Dataset rows showing where objects appear:
++++++++

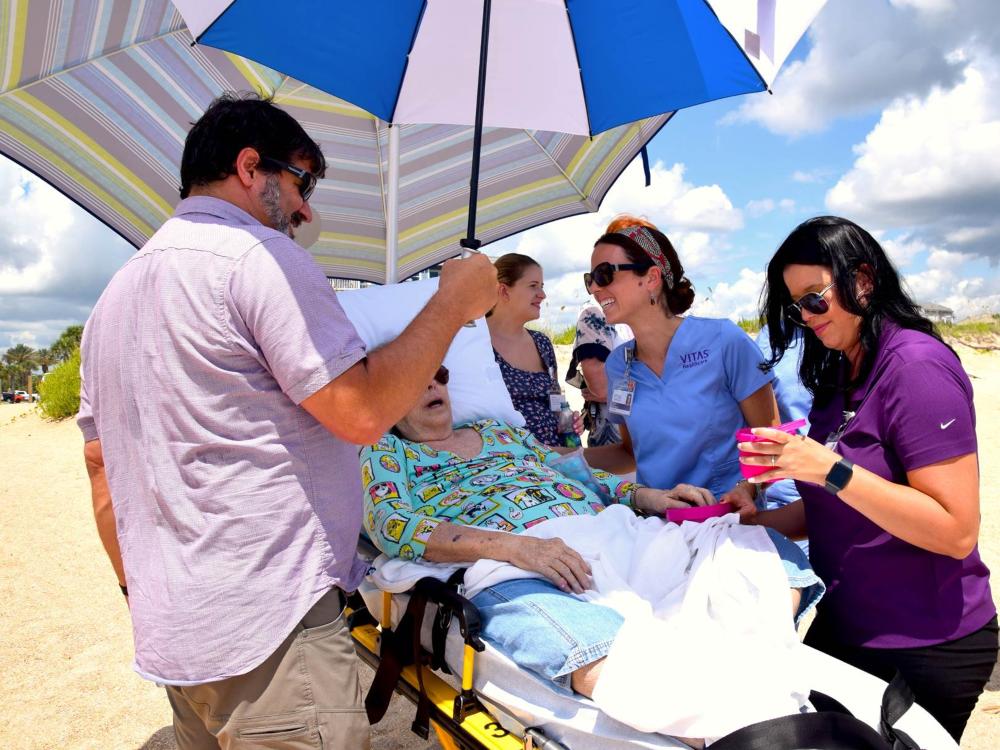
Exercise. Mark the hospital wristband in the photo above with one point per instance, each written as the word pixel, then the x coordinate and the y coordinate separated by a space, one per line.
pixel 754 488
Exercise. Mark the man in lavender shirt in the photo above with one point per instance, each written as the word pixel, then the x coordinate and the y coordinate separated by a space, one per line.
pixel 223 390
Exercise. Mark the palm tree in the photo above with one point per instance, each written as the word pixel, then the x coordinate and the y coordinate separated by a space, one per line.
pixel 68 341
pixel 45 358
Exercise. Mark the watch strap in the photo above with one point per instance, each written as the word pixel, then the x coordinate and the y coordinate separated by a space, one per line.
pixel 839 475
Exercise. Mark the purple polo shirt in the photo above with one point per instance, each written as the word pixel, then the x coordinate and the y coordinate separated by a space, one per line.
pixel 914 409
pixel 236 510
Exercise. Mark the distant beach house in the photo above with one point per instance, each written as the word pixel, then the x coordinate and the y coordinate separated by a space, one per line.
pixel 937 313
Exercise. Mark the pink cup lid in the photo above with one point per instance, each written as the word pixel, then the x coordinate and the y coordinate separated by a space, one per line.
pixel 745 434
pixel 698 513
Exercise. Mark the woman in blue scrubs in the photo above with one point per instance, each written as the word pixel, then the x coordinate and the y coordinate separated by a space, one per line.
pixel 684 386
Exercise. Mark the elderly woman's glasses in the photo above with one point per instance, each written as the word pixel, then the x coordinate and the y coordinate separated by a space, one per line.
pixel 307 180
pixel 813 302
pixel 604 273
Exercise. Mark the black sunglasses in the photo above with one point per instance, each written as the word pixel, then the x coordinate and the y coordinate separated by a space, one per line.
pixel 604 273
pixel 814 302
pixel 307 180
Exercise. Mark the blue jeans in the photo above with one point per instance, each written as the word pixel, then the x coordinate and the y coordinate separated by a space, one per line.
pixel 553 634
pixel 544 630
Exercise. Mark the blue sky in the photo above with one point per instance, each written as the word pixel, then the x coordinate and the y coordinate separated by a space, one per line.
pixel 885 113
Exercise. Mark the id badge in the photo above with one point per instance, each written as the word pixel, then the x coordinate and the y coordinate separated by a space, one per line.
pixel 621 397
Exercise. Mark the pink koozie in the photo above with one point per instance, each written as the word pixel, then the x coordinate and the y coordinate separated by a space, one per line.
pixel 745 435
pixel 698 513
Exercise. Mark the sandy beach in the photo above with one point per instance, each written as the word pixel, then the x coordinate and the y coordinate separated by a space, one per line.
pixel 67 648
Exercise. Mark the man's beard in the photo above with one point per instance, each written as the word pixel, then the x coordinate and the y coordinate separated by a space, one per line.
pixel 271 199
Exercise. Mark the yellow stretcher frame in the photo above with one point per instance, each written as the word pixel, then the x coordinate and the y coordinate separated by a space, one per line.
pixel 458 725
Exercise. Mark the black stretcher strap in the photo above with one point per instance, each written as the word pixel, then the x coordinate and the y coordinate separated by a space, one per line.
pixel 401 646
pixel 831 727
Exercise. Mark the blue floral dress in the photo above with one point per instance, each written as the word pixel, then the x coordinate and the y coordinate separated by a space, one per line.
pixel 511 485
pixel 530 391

++++++++

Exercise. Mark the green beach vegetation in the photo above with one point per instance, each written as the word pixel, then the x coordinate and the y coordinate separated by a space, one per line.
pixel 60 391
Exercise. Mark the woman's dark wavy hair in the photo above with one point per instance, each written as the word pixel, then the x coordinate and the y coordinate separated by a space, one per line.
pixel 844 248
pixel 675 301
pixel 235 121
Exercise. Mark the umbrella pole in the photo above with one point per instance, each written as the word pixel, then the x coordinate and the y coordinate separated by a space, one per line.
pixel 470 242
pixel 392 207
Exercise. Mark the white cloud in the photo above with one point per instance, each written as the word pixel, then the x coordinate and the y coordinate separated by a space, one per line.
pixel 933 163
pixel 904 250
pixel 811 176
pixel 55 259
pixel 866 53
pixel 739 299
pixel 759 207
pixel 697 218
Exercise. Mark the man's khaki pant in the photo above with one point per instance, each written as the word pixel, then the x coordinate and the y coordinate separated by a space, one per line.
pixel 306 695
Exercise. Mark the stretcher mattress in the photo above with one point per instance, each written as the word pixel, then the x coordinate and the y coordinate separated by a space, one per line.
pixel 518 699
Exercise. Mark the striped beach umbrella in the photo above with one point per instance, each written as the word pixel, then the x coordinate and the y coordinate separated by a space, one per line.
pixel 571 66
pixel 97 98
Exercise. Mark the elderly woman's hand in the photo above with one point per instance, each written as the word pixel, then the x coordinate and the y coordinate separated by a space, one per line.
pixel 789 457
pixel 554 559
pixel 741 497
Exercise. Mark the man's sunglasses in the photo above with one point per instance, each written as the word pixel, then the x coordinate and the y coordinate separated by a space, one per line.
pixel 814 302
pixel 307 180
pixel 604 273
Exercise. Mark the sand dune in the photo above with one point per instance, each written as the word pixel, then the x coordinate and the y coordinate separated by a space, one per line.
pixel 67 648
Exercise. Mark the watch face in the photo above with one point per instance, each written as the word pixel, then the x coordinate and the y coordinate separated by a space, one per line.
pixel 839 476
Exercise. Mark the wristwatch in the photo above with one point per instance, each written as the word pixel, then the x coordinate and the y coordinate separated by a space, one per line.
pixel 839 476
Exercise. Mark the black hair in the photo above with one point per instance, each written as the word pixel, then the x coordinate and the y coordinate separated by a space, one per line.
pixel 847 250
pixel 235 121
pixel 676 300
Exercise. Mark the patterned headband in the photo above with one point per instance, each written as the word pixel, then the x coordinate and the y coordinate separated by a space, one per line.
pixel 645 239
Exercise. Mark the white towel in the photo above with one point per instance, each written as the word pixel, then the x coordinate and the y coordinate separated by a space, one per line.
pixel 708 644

++++++++

_GIVEN TASK_.
Return each line of the records above that contains the word "strap", copying every such line in full.

_CORRECT RESPONSE_.
Exercise. Mark the watch strap in the photo above with one point per instance, each written as the word pixel, then the x coordinate and the y coordinate separated by a space, one per line.
Exercise. Mark the black stretcher strap in the photo above with one point per instance, each written as the word pixel, then the x coordinate and the y coordinate separated by a space, one per line.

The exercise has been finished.